-- Start of INFORMATION GIVEN --
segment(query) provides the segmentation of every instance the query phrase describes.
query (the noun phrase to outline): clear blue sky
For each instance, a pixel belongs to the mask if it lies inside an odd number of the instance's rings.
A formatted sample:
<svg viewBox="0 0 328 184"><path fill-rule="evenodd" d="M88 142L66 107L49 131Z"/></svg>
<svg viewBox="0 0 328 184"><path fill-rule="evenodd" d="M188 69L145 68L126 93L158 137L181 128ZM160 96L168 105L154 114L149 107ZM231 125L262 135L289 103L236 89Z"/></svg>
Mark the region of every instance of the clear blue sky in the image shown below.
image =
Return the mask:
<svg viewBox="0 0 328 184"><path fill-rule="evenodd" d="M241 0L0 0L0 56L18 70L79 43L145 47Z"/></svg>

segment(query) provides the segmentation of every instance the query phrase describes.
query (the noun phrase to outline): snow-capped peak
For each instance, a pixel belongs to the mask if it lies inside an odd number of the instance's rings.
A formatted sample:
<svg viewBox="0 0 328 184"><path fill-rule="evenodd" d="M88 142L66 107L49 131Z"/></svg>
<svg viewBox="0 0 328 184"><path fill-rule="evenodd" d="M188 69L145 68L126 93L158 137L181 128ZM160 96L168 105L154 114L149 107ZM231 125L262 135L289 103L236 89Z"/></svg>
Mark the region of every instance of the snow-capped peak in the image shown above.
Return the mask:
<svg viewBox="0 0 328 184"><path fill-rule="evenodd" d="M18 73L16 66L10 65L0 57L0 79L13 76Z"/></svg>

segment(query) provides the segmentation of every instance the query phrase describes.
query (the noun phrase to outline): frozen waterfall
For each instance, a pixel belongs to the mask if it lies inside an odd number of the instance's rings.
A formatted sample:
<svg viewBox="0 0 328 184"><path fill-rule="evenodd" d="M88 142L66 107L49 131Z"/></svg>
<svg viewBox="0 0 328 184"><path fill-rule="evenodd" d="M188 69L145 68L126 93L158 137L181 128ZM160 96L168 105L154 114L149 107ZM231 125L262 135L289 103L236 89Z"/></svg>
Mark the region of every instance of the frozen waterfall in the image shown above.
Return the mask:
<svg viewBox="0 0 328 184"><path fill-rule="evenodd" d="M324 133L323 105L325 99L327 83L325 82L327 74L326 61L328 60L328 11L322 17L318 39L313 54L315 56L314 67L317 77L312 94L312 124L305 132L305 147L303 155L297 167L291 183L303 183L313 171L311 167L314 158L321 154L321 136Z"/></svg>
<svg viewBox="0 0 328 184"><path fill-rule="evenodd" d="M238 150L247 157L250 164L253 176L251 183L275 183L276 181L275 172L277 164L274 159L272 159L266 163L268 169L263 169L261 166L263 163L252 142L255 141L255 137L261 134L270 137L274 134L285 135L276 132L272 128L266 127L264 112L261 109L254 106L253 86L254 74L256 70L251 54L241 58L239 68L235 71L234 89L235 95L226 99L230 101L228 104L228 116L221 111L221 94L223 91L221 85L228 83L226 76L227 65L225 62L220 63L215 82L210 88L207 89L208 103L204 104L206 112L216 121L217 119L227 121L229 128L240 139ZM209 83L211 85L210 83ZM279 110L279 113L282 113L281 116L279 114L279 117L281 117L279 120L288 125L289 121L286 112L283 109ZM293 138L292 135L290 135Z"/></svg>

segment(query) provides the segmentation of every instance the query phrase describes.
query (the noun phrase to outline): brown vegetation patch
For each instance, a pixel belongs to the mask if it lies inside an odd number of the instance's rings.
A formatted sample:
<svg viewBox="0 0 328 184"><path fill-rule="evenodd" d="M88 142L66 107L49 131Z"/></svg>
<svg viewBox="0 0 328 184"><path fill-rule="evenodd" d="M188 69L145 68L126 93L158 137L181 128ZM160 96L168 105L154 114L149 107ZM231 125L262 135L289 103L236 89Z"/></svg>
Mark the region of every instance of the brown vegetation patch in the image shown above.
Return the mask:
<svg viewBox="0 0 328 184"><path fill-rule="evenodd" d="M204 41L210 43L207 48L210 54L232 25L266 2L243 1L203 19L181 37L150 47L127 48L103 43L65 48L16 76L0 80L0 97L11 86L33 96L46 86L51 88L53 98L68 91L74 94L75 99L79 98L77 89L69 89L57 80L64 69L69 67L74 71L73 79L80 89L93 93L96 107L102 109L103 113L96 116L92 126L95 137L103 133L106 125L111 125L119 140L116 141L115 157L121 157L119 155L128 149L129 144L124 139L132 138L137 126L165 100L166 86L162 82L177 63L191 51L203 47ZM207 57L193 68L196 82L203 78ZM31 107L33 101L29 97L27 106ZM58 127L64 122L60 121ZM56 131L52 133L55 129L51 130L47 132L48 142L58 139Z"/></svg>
-- End of INFORMATION GIVEN --
Count the lines in the entries above that contain the string "frozen", and reply with the number only.

- [RESPONSE TO THIS EXERCISE] 2